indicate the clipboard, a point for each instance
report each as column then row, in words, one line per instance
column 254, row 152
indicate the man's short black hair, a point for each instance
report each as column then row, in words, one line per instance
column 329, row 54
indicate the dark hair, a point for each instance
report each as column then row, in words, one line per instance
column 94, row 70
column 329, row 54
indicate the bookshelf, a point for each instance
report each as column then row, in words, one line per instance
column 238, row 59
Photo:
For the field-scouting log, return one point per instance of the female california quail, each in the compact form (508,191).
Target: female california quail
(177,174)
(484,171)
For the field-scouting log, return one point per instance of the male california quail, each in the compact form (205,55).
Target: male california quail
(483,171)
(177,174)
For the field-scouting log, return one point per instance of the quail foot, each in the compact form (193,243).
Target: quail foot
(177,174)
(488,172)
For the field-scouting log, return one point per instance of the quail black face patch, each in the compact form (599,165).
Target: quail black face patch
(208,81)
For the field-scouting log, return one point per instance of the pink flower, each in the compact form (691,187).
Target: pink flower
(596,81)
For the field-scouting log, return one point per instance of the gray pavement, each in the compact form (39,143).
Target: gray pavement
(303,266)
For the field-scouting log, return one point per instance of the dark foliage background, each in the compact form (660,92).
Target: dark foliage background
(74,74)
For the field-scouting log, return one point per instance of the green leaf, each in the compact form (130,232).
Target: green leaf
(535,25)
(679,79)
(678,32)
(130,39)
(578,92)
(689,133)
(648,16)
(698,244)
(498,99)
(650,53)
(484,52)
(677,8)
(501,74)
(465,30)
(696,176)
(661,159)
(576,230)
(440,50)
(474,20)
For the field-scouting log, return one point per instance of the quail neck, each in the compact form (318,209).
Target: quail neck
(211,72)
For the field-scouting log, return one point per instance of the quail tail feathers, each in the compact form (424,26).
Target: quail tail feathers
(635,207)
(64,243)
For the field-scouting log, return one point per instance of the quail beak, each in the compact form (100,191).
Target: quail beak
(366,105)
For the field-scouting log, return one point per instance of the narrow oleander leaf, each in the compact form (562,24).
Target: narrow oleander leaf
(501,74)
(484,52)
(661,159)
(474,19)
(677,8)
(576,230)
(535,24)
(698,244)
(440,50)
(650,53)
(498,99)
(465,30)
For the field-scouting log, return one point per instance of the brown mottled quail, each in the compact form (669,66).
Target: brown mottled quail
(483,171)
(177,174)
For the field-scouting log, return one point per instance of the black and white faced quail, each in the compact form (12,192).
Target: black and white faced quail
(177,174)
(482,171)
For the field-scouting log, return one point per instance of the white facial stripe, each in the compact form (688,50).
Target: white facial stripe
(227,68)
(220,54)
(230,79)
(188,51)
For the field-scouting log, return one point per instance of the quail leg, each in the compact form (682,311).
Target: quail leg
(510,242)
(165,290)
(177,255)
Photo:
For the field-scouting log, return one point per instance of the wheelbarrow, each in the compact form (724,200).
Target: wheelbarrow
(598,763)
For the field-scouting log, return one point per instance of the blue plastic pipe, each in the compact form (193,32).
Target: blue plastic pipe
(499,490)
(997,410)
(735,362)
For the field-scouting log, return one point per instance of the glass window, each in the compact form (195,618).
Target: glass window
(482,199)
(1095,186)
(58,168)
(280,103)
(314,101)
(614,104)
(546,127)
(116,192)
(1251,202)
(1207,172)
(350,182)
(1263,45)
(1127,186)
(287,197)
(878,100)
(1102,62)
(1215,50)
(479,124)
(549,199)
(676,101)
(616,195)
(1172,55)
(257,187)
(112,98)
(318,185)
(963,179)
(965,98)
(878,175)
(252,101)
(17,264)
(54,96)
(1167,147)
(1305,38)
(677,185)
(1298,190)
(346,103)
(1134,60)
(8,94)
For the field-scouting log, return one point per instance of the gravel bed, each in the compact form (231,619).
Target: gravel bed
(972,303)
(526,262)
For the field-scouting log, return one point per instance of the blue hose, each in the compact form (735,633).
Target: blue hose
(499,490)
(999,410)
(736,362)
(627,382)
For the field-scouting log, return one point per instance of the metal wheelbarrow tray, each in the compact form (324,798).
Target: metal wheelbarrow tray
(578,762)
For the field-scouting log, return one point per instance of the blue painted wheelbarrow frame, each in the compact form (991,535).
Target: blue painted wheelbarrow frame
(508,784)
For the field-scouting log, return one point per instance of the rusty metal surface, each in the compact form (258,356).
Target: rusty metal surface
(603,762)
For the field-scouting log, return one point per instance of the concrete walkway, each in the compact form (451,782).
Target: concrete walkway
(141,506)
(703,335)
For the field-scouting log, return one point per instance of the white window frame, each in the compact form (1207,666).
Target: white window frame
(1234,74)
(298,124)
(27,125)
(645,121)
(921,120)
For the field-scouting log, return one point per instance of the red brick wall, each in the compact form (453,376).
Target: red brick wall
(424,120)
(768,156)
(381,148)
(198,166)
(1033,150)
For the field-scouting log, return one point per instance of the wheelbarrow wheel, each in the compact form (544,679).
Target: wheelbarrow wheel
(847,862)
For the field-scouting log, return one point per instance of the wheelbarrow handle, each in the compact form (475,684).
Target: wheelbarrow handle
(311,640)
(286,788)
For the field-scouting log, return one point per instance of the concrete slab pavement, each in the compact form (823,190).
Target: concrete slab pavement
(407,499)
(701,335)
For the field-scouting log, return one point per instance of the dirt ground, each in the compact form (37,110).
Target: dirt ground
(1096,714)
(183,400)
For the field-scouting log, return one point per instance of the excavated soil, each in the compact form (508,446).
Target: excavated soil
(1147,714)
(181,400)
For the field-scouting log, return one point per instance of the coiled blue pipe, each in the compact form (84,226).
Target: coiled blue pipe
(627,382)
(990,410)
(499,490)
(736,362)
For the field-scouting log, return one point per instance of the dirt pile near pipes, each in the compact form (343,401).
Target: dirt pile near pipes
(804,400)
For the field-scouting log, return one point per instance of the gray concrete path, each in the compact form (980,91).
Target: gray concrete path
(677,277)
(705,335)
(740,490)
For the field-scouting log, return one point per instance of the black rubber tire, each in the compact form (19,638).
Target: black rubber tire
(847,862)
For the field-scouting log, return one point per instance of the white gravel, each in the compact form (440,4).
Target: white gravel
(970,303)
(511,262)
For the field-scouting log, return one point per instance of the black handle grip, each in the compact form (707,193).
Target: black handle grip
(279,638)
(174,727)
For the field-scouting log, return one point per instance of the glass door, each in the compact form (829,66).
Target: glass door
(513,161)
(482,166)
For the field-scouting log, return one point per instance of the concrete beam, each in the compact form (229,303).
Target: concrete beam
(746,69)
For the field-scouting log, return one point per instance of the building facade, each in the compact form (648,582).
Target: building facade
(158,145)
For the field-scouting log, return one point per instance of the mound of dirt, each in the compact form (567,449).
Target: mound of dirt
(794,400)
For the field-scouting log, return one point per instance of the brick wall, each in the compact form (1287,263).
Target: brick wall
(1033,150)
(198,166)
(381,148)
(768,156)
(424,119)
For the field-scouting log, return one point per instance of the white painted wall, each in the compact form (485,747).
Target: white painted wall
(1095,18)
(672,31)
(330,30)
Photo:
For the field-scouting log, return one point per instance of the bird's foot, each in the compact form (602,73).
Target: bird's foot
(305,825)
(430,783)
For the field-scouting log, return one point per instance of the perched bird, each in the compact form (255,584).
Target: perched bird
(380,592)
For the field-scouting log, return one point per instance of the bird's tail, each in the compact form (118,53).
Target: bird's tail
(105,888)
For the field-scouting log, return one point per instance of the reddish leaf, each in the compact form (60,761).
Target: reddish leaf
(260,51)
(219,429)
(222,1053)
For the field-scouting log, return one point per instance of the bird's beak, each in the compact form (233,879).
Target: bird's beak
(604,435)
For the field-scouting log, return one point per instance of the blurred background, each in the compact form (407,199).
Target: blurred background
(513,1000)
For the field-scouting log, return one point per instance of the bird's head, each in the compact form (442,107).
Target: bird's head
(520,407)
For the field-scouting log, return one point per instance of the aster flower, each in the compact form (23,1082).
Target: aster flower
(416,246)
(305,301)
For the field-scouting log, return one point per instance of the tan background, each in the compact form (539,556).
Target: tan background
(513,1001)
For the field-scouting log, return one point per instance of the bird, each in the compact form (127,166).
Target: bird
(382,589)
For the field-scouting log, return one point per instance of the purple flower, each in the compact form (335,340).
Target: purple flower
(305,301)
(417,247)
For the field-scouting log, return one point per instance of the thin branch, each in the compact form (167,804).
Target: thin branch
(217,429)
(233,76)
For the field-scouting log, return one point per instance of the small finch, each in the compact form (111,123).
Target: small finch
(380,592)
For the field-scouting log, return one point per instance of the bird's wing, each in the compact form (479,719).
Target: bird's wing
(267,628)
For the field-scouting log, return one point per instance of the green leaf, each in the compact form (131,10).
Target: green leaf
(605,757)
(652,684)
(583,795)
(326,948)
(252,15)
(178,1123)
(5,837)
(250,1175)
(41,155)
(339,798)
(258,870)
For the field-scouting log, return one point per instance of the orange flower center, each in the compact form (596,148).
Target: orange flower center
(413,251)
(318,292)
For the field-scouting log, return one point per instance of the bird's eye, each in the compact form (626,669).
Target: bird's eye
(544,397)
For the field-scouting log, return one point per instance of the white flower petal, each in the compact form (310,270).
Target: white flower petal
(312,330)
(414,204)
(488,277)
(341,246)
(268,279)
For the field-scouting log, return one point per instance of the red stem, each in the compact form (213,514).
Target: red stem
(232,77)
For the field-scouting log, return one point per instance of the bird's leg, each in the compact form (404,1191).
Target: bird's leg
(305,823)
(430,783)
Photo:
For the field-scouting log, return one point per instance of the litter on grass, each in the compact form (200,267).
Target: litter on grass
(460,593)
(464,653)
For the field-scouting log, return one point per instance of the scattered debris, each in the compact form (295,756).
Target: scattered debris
--------------------
** PROMPT **
Among the records above, repeat exactly the line with "compact form (669,66).", the line with "compact form (12,192).", and every line in between, and only those.

** SOLUTION TO THIS EXERCISE **
For the field-scouting log, return one point per instance of the brown mottled quail, each in the compact form (669,66).
Target: brown mottled quail
(483,171)
(177,174)
For the field-scouting log, return one point per instance of the black and white faced quail, each in the compact form (12,192).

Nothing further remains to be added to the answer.